▶ _LISTED RECORDS_
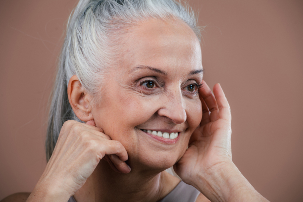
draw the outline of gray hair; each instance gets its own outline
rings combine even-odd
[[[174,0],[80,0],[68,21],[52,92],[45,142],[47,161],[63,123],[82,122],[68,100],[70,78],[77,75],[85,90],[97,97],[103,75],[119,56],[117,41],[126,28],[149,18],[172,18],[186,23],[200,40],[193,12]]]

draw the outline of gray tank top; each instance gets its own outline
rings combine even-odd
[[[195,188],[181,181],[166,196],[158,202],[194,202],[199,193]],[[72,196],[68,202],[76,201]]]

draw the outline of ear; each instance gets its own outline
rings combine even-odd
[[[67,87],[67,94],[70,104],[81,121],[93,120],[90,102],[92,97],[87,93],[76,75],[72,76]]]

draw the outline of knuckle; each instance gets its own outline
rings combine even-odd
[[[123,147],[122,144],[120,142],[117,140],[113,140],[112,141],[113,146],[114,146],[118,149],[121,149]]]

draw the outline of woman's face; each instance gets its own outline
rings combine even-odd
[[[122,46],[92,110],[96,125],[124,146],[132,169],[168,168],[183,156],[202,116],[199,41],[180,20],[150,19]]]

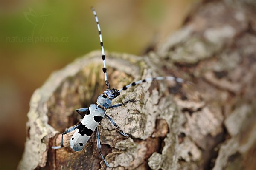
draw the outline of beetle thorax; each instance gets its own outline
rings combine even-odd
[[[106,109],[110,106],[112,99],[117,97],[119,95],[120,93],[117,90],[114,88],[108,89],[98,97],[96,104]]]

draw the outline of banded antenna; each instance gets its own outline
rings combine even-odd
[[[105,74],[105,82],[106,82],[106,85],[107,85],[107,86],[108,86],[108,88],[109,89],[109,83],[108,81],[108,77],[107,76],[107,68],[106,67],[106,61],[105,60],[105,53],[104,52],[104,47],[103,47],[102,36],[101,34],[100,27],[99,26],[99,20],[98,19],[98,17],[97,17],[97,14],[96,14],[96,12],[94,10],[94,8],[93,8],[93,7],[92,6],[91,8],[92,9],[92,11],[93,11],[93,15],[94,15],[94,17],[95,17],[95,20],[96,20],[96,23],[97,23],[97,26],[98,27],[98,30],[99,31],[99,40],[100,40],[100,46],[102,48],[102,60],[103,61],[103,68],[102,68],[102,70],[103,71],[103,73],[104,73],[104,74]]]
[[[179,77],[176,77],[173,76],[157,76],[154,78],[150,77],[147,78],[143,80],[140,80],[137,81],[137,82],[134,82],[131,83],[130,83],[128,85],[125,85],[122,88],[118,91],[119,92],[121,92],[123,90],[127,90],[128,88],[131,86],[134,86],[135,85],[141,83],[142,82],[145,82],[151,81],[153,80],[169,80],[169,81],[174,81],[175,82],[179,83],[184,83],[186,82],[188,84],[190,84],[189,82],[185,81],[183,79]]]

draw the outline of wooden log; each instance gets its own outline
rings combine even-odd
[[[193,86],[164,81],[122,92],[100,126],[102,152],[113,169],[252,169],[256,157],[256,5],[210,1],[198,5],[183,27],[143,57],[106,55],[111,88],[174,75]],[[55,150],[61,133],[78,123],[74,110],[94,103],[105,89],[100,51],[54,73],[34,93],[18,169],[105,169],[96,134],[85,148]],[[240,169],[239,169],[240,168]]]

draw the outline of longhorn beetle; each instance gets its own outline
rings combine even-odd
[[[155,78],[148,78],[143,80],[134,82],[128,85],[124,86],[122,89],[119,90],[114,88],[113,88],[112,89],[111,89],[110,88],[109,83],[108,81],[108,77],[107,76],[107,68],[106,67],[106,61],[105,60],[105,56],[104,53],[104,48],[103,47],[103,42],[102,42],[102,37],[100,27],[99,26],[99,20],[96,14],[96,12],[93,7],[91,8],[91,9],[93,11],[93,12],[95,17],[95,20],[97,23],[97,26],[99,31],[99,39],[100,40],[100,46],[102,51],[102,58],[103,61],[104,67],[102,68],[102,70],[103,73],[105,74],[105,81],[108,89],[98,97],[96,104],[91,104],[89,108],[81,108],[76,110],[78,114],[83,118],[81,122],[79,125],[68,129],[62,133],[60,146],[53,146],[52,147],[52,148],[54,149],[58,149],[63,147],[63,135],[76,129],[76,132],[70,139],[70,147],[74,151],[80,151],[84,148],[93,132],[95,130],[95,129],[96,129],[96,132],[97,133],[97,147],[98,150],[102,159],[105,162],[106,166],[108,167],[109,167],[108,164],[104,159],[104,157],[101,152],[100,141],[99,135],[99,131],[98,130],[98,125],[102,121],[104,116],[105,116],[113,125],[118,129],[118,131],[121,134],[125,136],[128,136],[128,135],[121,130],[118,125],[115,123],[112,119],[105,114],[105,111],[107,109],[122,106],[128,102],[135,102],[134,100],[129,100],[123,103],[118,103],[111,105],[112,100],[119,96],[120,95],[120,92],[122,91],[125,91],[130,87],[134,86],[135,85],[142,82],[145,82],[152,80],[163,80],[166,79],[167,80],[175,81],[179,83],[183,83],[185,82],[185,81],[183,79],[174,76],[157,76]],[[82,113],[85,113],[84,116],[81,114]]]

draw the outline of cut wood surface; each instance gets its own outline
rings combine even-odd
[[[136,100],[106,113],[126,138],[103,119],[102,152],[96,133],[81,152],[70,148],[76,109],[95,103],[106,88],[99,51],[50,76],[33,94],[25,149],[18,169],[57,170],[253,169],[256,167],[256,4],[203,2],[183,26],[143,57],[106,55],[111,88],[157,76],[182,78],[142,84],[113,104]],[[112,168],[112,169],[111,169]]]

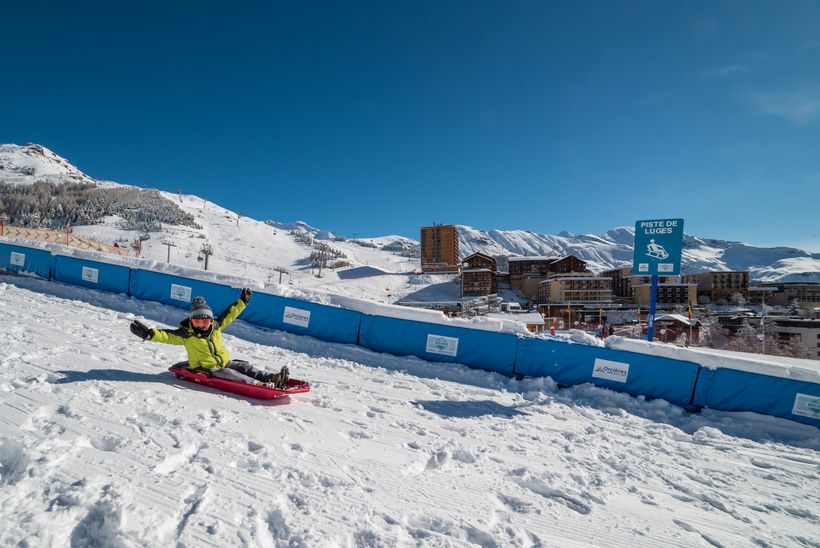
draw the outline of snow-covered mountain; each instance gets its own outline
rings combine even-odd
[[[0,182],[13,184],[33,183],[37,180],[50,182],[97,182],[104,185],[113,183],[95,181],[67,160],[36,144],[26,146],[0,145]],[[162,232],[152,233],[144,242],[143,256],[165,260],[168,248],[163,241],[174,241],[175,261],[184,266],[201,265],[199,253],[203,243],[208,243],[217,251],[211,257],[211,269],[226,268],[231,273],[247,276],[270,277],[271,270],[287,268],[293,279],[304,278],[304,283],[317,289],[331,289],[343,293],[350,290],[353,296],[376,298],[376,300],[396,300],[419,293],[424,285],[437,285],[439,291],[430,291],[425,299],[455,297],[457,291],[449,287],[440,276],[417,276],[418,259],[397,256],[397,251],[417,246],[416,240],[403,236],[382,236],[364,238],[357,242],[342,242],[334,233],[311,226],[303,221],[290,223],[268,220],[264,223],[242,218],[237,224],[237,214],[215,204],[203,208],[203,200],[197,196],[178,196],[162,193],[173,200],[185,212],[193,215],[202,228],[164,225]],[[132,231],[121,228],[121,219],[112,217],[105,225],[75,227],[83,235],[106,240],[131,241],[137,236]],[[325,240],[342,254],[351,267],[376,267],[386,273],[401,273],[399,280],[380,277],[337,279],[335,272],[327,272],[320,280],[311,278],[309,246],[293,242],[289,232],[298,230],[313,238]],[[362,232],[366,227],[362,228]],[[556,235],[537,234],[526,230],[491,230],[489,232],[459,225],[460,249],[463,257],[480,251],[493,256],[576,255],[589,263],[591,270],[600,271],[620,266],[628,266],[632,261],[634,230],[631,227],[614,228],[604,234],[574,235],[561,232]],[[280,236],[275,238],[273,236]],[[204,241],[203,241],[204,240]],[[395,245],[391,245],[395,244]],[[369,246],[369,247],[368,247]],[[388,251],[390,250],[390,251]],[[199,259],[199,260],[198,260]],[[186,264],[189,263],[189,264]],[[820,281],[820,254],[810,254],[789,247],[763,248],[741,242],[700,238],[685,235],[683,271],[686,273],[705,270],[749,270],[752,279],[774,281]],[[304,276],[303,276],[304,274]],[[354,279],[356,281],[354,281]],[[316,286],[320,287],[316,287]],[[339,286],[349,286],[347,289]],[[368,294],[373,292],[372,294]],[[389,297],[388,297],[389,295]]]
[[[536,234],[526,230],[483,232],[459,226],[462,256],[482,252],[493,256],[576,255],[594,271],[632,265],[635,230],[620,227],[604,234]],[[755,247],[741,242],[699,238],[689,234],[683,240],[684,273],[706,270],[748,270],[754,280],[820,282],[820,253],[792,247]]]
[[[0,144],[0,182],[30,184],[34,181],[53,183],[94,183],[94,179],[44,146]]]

▶ _REQUIREMENTS_
Locate every line in the records above that contains the word "draw", and copy each of those lines.

▶ _WORKED ANSWER_
draw the outline of gray hair; each instance gets its own outline
draw the outline of gray tank top; each instance gets its own outline
draw the outline of ear; each instance gets its own outline
draw the outline of knuckle; each instance gets its own outline
draw the outline of woman's face; each instance gets its own outline
draw the outline of beetle thorax; each instance gets its own outline
draw the outline of banded antenna; each instance gets its own outline
draw the outline of wooden log; each instance gets its own outline
draw the outline of longhorn beetle; each instance gets its own outline
draw the outline of cut wood surface; each instance gets its own outline
draw the outline of snow-covered mountain; each instance gets its own outline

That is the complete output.